Output the lines that follow exactly as they are.

==================================================

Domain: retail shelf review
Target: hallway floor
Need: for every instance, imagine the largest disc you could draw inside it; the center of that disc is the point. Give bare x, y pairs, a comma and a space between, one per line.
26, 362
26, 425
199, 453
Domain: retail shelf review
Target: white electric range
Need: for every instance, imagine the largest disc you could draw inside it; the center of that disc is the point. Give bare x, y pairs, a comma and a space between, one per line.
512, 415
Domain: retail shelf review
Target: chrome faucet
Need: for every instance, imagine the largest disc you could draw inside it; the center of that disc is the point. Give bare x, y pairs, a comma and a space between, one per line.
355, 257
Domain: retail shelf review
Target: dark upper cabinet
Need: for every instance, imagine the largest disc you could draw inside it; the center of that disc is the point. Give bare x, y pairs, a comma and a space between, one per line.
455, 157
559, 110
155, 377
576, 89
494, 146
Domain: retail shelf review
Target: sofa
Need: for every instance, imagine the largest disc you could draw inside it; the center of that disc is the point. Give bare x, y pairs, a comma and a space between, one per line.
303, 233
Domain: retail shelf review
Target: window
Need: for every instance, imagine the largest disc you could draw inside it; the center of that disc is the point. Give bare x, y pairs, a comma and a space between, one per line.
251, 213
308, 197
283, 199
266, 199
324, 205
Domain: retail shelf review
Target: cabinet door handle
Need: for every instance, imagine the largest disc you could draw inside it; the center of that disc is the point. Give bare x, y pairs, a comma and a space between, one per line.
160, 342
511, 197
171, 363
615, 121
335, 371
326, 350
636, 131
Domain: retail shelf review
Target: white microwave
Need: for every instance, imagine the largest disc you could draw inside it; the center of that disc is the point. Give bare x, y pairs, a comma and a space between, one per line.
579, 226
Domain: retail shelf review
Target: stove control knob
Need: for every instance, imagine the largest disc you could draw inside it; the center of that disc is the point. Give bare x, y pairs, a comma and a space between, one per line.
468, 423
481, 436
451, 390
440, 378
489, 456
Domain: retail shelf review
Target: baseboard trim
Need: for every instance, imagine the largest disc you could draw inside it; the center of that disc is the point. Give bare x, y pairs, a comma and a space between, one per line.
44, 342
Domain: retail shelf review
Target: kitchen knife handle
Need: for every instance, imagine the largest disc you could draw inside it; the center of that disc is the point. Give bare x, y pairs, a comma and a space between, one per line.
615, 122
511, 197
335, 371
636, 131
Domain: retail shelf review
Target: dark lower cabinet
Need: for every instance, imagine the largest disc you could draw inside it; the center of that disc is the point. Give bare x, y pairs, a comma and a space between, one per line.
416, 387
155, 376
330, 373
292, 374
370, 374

==================================================

▶ _Exercise output_:
Domain: retail shelf review
Target: hallway floor
Need: for every instance, imagine the largest disc you could draw inside it; the center of that disc is the point. Give bare x, y pairs, a comma and a space between, one per line.
26, 362
26, 425
199, 453
Domain: retail shelf review
Target: white electric range
Need: for every instance, imagine the largest disc you could draw inside it; the center of that disc is the point. Give bare x, y pairs, a comma and a space between, one per line.
512, 415
Domain: retail shelf review
Target: chrome faucet
Need: for every instance, imagine the largest disc you could draw inside it; the center of that disc is the point. Give bare x, y pairs, a comma and a space between, one per line.
355, 257
Domain: retail shelf review
Target: dark upper cabinet
Need: for every instance, imagine the largest disc you could draw inside it; the center of that disc is the point. Give bare x, y pairs, a comma and a space between, one per line.
455, 157
559, 110
155, 377
576, 89
494, 146
Domain: retail shelf review
Target: sofa
Need: for every instance, imagine the largest disc you could draw inside it; the center of that disc is the point. Give bare x, y pairs, a comma and a space between, one per line.
303, 233
Domain: retail shelf review
Target: window
Need: for every instance, imagine the largest disc you could draw inside it; the center of that disc is the point. Give bare x, y pairs, a comma and a space between, one per line.
251, 213
308, 197
283, 199
266, 199
324, 205
Domain: retail shelf review
Target: cabinet door handle
Need: for every instance, imagine the largest disc you could draw inside it; the center of that disc is the point. Give bare x, y pairs, a comma and a space between, one per line.
160, 342
511, 197
171, 363
615, 121
335, 371
326, 350
636, 131
Domain: retail shelf review
Target: white microwave
Need: for every instance, imagine the largest disc you could draw inside it; the center of that disc is the point. Give bare x, y pairs, a comma and a space between, one per line.
579, 226
Domain: retail shelf review
Target: stove control knob
Need: for every instance, imagine the largest disc you could draw inside it; the center of that disc is the point. Give bare x, y pairs, a comma and a space between, one per line.
468, 423
481, 436
451, 390
440, 378
489, 456
Domain: retail shelf review
Target: baseboard trim
Need: for every instance, imagine the largest disc you could draw inside it; the center of that disc is the point. Give bare x, y pairs, a comma and a space between, one per line.
44, 342
Domain: retail shelf review
Target: kitchen knife handle
Need: for every instance, imagine the largest disc you could draw inside it; the center of that disc is the point. Give bare x, y pairs, a comma and a space between, one per line.
615, 122
511, 197
335, 371
636, 131
Domain: retail shelf review
Target: dark lower cabinet
Need: for every instance, imagine the largest disc you could draw inside it; the center of that disc is the point. Give bare x, y pairs, a comma and a space between, one per line.
416, 387
155, 376
330, 373
292, 374
370, 374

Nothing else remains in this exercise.